EXERCISE DETAILS —
Rewrite all of the records below, changing "noun phrase" to "short description" and leaving everything else the same. Omit the pictures from your version.

SUPPLIED MATERIAL —
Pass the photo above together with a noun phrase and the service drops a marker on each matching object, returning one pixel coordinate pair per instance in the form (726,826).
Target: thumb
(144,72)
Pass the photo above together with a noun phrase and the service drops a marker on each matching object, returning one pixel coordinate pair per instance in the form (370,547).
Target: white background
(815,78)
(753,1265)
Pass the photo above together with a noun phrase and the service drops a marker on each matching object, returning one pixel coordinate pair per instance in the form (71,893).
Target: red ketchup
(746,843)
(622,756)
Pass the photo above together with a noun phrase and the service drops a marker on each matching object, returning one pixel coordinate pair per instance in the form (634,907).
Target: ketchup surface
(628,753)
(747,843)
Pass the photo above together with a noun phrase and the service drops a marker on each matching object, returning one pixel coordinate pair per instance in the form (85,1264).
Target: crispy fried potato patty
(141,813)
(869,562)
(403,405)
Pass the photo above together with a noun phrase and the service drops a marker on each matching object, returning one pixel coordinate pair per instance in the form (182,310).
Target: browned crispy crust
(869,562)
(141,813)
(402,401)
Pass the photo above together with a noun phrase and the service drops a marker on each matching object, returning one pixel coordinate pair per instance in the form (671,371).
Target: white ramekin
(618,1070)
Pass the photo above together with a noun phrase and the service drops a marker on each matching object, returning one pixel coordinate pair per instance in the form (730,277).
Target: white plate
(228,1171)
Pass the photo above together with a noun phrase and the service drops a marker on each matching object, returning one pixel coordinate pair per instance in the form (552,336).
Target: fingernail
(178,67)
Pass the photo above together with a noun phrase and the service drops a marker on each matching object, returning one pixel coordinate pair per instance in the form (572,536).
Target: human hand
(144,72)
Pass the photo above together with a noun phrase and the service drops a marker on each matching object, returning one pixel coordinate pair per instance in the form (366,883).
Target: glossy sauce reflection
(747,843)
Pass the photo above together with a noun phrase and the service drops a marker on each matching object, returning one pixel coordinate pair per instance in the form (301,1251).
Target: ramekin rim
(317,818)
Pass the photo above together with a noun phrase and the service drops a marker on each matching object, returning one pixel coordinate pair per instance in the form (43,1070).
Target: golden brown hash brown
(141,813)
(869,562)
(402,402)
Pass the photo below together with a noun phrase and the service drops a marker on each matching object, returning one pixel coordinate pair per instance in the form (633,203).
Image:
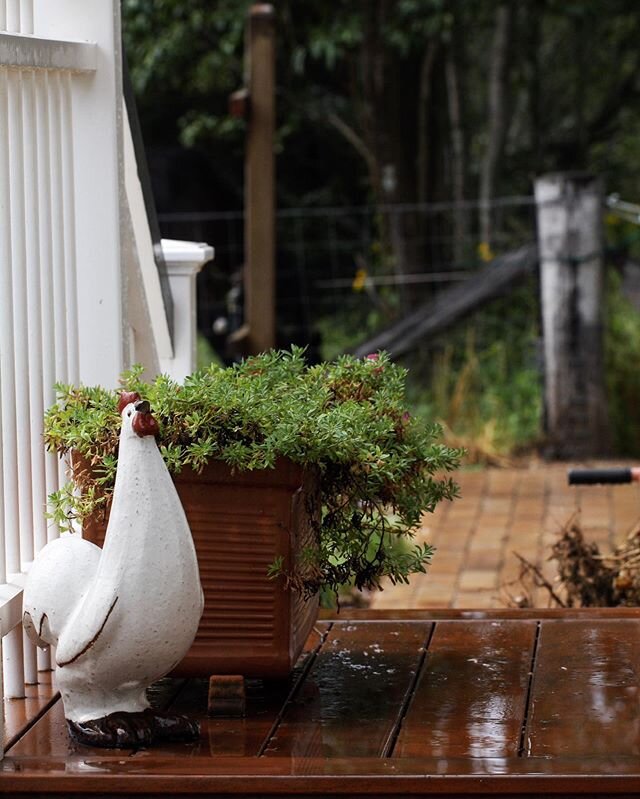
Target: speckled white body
(124,616)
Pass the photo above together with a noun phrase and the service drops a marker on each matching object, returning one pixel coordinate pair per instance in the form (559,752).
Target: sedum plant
(379,467)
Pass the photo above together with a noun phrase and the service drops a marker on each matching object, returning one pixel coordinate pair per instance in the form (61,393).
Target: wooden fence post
(260,181)
(569,213)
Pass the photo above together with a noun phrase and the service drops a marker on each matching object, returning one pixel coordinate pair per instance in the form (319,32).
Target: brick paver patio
(502,511)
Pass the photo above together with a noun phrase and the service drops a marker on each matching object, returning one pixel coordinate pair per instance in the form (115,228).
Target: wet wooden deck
(454,703)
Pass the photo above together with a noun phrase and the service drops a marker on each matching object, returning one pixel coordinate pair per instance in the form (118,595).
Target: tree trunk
(458,160)
(424,96)
(497,116)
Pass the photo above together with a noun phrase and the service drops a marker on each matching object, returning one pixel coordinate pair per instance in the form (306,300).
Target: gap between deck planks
(358,696)
(468,694)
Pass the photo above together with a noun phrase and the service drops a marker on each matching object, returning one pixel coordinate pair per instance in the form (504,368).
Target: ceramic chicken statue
(123,616)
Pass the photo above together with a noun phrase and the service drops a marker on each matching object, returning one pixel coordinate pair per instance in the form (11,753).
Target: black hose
(595,476)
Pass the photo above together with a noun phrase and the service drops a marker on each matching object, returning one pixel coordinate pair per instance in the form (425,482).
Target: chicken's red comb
(127,397)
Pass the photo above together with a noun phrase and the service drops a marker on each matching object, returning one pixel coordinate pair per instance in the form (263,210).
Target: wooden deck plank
(20,714)
(586,690)
(350,703)
(471,697)
(237,737)
(329,732)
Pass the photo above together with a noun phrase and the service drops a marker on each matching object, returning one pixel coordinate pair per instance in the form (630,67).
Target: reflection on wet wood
(20,714)
(350,703)
(369,711)
(585,699)
(471,697)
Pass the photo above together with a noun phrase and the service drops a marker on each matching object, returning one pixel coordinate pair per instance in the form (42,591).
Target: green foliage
(380,469)
(484,386)
(622,368)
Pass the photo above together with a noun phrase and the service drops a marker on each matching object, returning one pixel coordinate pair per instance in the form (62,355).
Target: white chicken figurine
(123,616)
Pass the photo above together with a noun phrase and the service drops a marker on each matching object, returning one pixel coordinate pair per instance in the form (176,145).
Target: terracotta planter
(241,522)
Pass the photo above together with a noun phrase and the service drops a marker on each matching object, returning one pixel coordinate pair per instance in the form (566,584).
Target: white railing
(73,252)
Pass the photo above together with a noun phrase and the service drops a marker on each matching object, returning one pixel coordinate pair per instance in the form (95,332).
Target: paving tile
(478,579)
(503,511)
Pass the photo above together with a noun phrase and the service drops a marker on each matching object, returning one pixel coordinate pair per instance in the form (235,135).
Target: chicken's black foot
(132,730)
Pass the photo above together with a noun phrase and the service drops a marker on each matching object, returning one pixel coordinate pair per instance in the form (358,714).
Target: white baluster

TASK OUTPUT —
Pass the photo above together with a short description and the service drops a marker on each matching object, returning one pixel coordinate pair per instance in the form (726,826).
Target: thumb
(144,72)
Pass the photo above together with a short description and the service drops a marker on each matching object, returning one pixel coordinate pair per instance in the form (370,547).
Target: white background
(815,78)
(753,1265)
Pass the photo above together with a short description and the service drops a marker on each matching object, returning one pixel coordinate pair per instance in the form (71,893).
Target: red ketchup
(746,843)
(622,756)
Pass the photo above together with a short description and the service drops a marker on each matching object, returning one pixel coordinate pair per instance in the form (634,907).
Target: ketchup surface
(628,753)
(747,843)
Pass the photo above together with a short description and the service drops a marker on each matching object, returning one pixel coordinate pair per instance in the form (85,1264).
Target: crispy fried potato patty
(141,813)
(869,562)
(403,405)
Pass the photo above together with a short description and the service drops a marker on each matching object, returning one pixel coordinate pair per instance in the form (182,310).
Target: browned crispy crust
(869,562)
(141,813)
(402,401)
Pass the photo above together with a short description and the service drops a marker on each matching object, returning one pixel coordinate pair per instance in the form (671,371).
Target: white ramekin
(618,1070)
Pass the photo above together with a short description and the service drops a marker on each matching object, returning one pixel coordinate pair per instance in the form (730,277).
Target: white plate
(228,1171)
Pass the photo above together with a short description and the service drops a marker on each matching object, returning one pixel coordinate pair per instance in the form (552,336).
Target: fingernail
(178,67)
Pass the photo above together with a short description and the service drops a marker on each matching object, returning one pixel coordinate pair per instance in the form (572,536).
Target: human hand
(144,72)
Pass the photo above together with a short description and the service drops a marker on each matching object, returning one pixel coordinate pair per instance in the form (366,883).
Target: glossy sauce reflection
(747,843)
Pass the photo above together with a short description and the service drops a marker on each matching object, returning one pixel coordinate pair per instance in the form (301,1251).
Target: ramekin rim
(317,818)
Pass the photo above together with a short description and the service drops a marker on each matching object, returning one pixel coordinate pair per instance in the form (43,1070).
Target: golden brown hash brown
(141,813)
(869,562)
(402,402)
Pass the photo below together with a short description and the service drops a marker on each matching object, returning one pixel coordinate pair per instance in the form (633,203).
Image:
Target: speckled white body
(124,616)
Pass the photo above together with a short description and the service drops a marker on each matching object, returning one pixel coordinate pair per instance in the form (559,752).
Target: sedum plant
(379,467)
Pass the photo above together with a short description and the service drops a marker on each matching object, returning one pixel coordinate pair per instance in the form (61,393).
Target: wooden fence post
(260,181)
(569,213)
Pass the photo above together with a short description and the service drops a marker on each matching object, returning one pixel coordinate pair per instance in the form (319,32).
Target: brick paver patio
(502,511)
Pass the photo above together with a short description and the service drops a marker on each matching object, returning one pixel coordinate pair per instance in the form (115,228).
Target: wet wooden deck
(454,703)
Pass the photo above together with a short description and the service drops a marker on each matching object, returning one pixel coordinate pair per instance in the form (118,595).
Target: tree trunk
(458,160)
(424,96)
(497,116)
Pass the photo above together with a short description and the service drops a marker on each matching object, returning one pixel coordinate pair per instance in the form (306,300).
Target: gap between deck planks
(358,696)
(468,694)
Pass the photo above together with a short description and the service drops a marker on each matching object, returning one pixel coordinate pair per instance in the form (504,368).
Target: ceramic chicken statue
(123,616)
Pass the photo above together with a short description and the service drops a marker on each matching object, returning one pixel coordinate pair per instance in the form (11,753).
Target: black hose
(595,476)
Pass the photo above together with a short description and the service drops a marker on each matching object, returning one pixel coordinate pair per instance in the form (425,482).
Target: chicken's red comb
(127,397)
Pass the photo above together with a short description and the service drops a marker on each matching object, returning one pixel coordinate pair per instance in the form (263,210).
Target: wooden deck plank
(20,714)
(586,690)
(350,703)
(471,697)
(237,737)
(329,732)
Pass the photo above together with a short description and the service drops a marker on each matching object, returning one pixel coordinate pair per instance in the form (630,67).
Target: reflection on wet wood
(20,714)
(350,703)
(369,711)
(585,699)
(471,697)
Pass the photo above together with a short description and the service drops a marker on each matching object, returning one pixel coordinate pair per instance in the form (42,591).
Target: green foliage
(380,469)
(484,386)
(622,368)
Pass the photo above together with a short description and the service drops a marker on each matching object, returning one pixel coordinate pair per instance in the form (62,355).
Target: white chicken figurine
(123,616)
Pass the photo above together with a short description and the service drops a marker on each matching object, returning one pixel coordinate pair per instance in the form (176,145).
Target: terracotta planter
(241,522)
Pass the photo above together with a short description and the service drops a marker on each matching object, returning one pixel coordinate pair per instance in the form (566,584).
Target: white railing
(73,252)
Pass the photo above together with a short description and the service drops a marker on each matching object, returning one pixel coordinate pair per instance in the form (95,332).
Target: paving tile
(478,579)
(503,511)
Pass the photo above together with a short description and the service drops a marker on each matching object, returning one pixel coordinate pair per instance in the form (235,135).
Target: chicken's black foot
(132,730)
Pass the photo above together with a short description and the service drops a marker on each matching object, returning one pixel coordinate pair per instance in the form (358,714).
Target: white baluster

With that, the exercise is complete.